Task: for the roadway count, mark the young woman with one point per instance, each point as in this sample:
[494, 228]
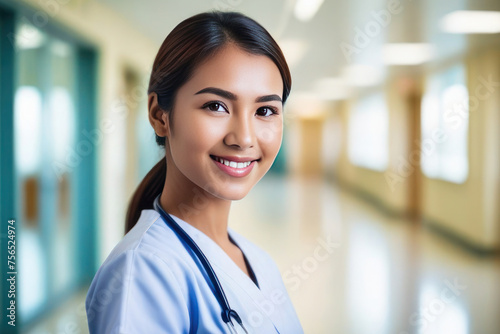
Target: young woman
[216, 96]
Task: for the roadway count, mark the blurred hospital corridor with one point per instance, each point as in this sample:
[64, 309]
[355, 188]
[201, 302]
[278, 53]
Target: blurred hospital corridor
[381, 210]
[351, 269]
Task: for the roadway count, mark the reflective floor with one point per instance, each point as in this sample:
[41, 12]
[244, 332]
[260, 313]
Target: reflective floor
[351, 269]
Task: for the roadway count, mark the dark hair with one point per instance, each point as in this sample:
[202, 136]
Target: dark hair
[189, 44]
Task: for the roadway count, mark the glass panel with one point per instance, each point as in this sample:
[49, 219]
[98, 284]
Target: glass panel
[369, 132]
[29, 152]
[45, 126]
[61, 102]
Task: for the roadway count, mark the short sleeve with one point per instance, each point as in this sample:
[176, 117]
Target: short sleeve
[137, 292]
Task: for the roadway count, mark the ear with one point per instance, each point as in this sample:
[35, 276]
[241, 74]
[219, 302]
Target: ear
[157, 116]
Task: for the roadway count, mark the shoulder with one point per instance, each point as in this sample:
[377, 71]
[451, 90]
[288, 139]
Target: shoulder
[144, 274]
[258, 256]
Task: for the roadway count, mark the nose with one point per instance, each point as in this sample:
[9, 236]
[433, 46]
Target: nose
[241, 132]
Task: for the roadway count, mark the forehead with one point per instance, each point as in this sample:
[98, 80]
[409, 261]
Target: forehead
[239, 72]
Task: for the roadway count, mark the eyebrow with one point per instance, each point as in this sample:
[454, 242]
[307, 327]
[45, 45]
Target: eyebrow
[230, 96]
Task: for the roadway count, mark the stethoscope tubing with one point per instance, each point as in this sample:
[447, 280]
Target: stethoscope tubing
[227, 312]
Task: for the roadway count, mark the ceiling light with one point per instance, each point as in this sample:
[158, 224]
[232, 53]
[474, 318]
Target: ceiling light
[471, 22]
[407, 53]
[306, 9]
[332, 89]
[29, 37]
[294, 50]
[362, 75]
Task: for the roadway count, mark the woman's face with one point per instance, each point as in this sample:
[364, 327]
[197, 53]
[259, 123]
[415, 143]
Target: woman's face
[227, 123]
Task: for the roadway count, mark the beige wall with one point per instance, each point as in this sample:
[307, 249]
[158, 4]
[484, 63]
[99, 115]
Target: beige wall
[470, 210]
[119, 47]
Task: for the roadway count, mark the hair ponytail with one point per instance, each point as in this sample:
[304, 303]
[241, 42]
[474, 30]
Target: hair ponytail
[150, 187]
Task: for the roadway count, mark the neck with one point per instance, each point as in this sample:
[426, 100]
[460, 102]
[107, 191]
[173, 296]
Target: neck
[189, 202]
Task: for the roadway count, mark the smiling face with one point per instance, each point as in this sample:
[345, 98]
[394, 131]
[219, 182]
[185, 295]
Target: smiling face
[227, 124]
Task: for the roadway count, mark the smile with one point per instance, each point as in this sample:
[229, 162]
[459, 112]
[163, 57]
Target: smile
[239, 168]
[232, 164]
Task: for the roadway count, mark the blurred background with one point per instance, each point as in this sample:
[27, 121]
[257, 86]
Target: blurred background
[381, 210]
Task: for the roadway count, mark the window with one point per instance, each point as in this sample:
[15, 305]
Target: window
[445, 123]
[369, 132]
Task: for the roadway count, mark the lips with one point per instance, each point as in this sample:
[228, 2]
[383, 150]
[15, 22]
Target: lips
[235, 166]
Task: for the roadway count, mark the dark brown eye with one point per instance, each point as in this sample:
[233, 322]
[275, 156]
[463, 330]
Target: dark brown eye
[214, 106]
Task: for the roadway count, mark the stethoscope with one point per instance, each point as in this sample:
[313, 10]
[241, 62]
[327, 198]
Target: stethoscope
[228, 314]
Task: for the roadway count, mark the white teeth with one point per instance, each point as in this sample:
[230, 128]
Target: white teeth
[233, 164]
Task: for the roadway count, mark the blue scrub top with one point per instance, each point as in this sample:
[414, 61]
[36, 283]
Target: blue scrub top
[152, 283]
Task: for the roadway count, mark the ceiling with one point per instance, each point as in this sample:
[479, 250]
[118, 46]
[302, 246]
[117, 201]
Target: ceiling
[317, 49]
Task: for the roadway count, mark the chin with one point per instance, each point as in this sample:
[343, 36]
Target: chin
[231, 194]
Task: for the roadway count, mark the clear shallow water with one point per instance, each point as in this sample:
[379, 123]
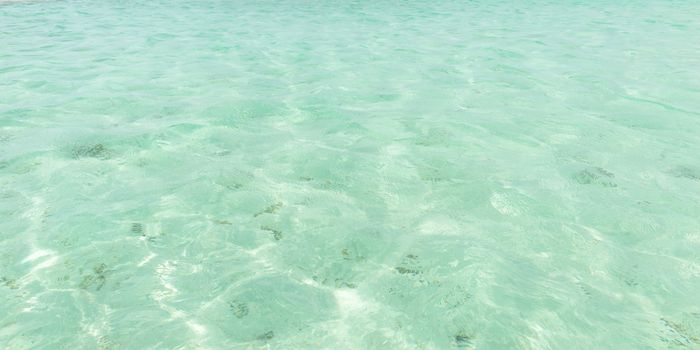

* [EXERCISE BRIEF]: Only the text of the listing above should be copied, exactly and with pictures left out.

* [ANSWER SECTION]:
Task: for the roadway count, mark the young woman with one point per instance, each point as in this sample:
[494, 228]
Target: young woman
[216, 96]
Task: for the roadway count, mark the blurred hospital corridor with one point per instance, each point as in this sample:
[64, 309]
[355, 188]
[201, 302]
[278, 53]
Target: blurred hospital corridor
[381, 210]
[351, 269]
Task: for the roadway count, mark the reflective floor with one point per instance, each point as in this sample:
[41, 12]
[244, 332]
[260, 313]
Target: reflective floor
[351, 269]
Task: for the roadway count, mark the dark hair with one point per instance, each point as in this sample:
[202, 136]
Target: dark hair
[189, 44]
Task: for the roadway count, mark the glass panel with one point per instance, each point as in this sample:
[49, 219]
[98, 284]
Target: glass panel
[369, 132]
[29, 152]
[45, 126]
[61, 102]
Task: for the roadway count, mark the short sleeve with one point per instance, each point as in this sample:
[176, 117]
Target: short sleeve
[137, 292]
Task: for the roadway count, mark the ear with one point per instance, each point as in this sample:
[35, 276]
[241, 74]
[219, 302]
Target: ear
[157, 116]
Task: for the roadway count, mark the shoulder with one point per instance, each point as in this sample:
[377, 71]
[451, 90]
[288, 139]
Target: shoulder
[144, 274]
[258, 256]
Task: for the roadway count, mark the nose with one point per instance, each point as in this sample:
[9, 236]
[433, 46]
Target: nose
[241, 132]
Task: for the roadway count, mark the forehead with one point per instance, each point as in this sample:
[98, 80]
[409, 261]
Target: forehead
[239, 72]
Task: for the roadway count, mark the eyebrow with one point per instance, each point as in this sample:
[454, 242]
[307, 327]
[45, 45]
Target: eyebrow
[230, 96]
Task: for the roadway count, mark the stethoscope tubing with one point per instance, each point as in this sample:
[447, 280]
Target: stethoscope tubing
[227, 312]
Task: for the roadway count, mark the ceiling light with one point per instance, each point as in this sample:
[158, 224]
[232, 53]
[474, 318]
Target: ceiling light
[471, 22]
[407, 53]
[306, 9]
[332, 89]
[29, 37]
[294, 50]
[362, 75]
Task: for the roadway count, mark the woman's face with one point per instance, each point as in this sample:
[364, 327]
[197, 53]
[259, 123]
[415, 143]
Target: woman's face
[227, 123]
Task: for the roadway count, mark the beige wall with one point per instance, each point as in this sample:
[307, 249]
[158, 4]
[484, 63]
[99, 115]
Target: beige wall
[470, 210]
[119, 47]
Task: for the roadway count, mark the hair ponytail with one point per instance, each point as in this sample:
[304, 303]
[241, 42]
[474, 30]
Target: hair ponytail
[150, 187]
Task: for the roadway count, mark the neck with one point per instance, each point as in this sample:
[426, 100]
[460, 102]
[107, 191]
[173, 296]
Target: neck
[189, 202]
Task: for the roadway count, mark the smiling face with one point per instance, each point as in this sample:
[345, 98]
[394, 131]
[219, 182]
[185, 295]
Target: smiling face
[227, 124]
Task: for the roadway count, mark the smile with one point per instance, each point as in this sample:
[229, 162]
[459, 112]
[163, 57]
Target: smile
[239, 168]
[232, 164]
Task: for the roadway count, mark the blurred background with one point per instance, each point as in this sample:
[27, 121]
[257, 86]
Target: blurred background
[381, 210]
Task: for the roadway count, mark the window with one point per instance, each point as in this sample:
[15, 305]
Target: window
[445, 123]
[369, 132]
Task: for the roadway count, mark the lips with one point per instance, each point as in this sample:
[228, 2]
[383, 150]
[15, 22]
Target: lips
[235, 166]
Task: for the roadway count, mark the dark brown eye with one point per instance, each point as in this sample:
[233, 322]
[275, 156]
[463, 330]
Target: dark brown eye
[214, 106]
Task: for the roadway count, mark the stethoscope with one point per instance, each point as in this sample:
[313, 10]
[241, 62]
[327, 198]
Target: stethoscope
[228, 314]
Task: for the roadway count, mark the white teeth with one point per instance, each point as in this sample:
[230, 128]
Target: white teeth
[233, 164]
Task: for the roadway count, mark the blue scrub top with one point per instance, each point as in this sample:
[414, 61]
[36, 283]
Target: blue scrub top
[152, 283]
Task: for the roadway count, mark the ceiling with one point per instance, each point as in this sample:
[479, 250]
[118, 46]
[302, 246]
[117, 201]
Target: ceiling
[317, 49]
Task: for the roadway count, mark the chin with one point per instance, each point as in this sample:
[343, 36]
Target: chin
[231, 194]
Task: for the roadway count, mark the clear shallow water with one point per instance, each point as in this sample:
[379, 123]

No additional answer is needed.